Document excerpt:
%%

George W. answered • 01/04/21
Physical Science Blogger; Stock Options Trader; AP Physics Tutor
Hello Mallory!
This question regards the gravitational force of attraction that exists between two objects with well-defined masses. Before answering the question, let's think conceptually about the question. If F = ( m )( a ), where F = Force, m = Mass in kilograms, and a = Acceleration in meters per second squared, a particle of mass m1 will accelerate towards earth with an acceleration of g = ( 9.8 m / s^2 ). If the mass of this particle were doubled, would its acceleration towards the earth double? Well, the answer is no, and here's why.
Keep in mind that forces occur IN PAIRS. The falling particle has a LARGE force exerted upon it by the earth; however, the particle exerts an equal and opposite force upon the earth! How is this possible? Well, let's see what mathematics tells us. If F1 = F2, then ( m1 )( a1 ) = ( m2 )( g ), where m1 = mass of earth, m2 = mass of the particle, a = acceleration of the earth towards the falling object, and g = gravitational constant of acceleration under which the falling particle accelerates towards earth. Needless to say, m1 is much larger than m2. Thus, when we solve for a1, we have a1 = ( m2 / m1 )( g ). Thus, the rate at which the earth accelerates towards falling bodies is practically negligible.
Now, let's imagine that two particles are falling towards earth. Each particle has a mass of m1, and they fall towards earth under the influence of a force F = ( m1 )( g ). If these masses combined, we'd have 2F = ( 2m1 )( g ). Therefore, the force exerted by the earth upon our new mass has doubled, but the force that our new mass exerts upon the earth would double as well. Thus, if F1 = F2, then 2F1 = 2F2, and ( 2F2 / 2m1 ) still equals g!

%%

Available data:

%%

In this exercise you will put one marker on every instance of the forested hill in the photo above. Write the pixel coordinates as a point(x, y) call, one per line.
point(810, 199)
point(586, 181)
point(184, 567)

%%

In the answer about gravitational attraction, does doubling a particle's mass double its acceleration toward the earth? Rely only on the text, not the data.

No, its acceleration does not double.